*WORK INSTRUCTIONS*.
Begin with the line in which "Phrase: farm field" appears and end with the final line of the entries. Retype each one exactly and add nothing.

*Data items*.
· · · · · · ·

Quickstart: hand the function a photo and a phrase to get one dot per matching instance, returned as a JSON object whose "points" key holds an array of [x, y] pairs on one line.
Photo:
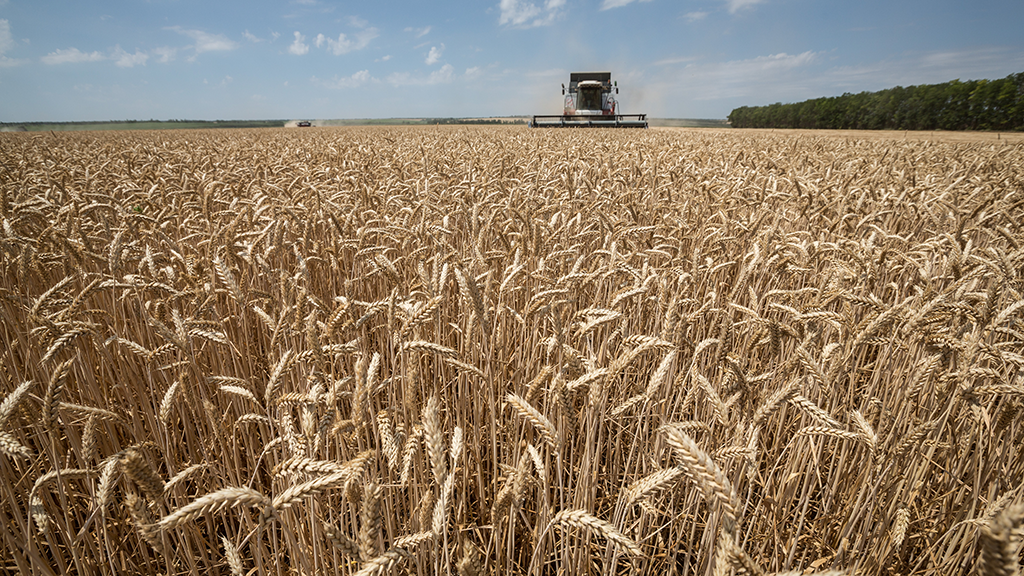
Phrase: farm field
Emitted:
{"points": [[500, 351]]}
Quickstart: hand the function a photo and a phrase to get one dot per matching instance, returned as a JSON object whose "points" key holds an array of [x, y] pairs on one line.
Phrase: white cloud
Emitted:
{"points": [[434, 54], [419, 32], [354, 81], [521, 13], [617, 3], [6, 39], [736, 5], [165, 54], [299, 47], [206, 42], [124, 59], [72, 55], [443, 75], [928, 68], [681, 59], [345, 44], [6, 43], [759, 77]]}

· · · · · · ·

*SOLUTION TO THE PROBLEM*.
Phrase: farm field
Emitted:
{"points": [[500, 351]]}
Quickstart: hand the function a photo and a phrase to get one dot per matching instance, returned as a JSON object whose "points" key holds an array of [x, y] pairs on one line.
Phrase: white cloud
Emitted:
{"points": [[434, 54], [419, 32], [354, 81], [521, 13], [617, 3], [6, 39], [736, 5], [165, 54], [299, 47], [206, 42], [124, 59], [72, 55], [443, 75], [928, 68], [681, 59], [345, 44], [6, 43], [759, 77]]}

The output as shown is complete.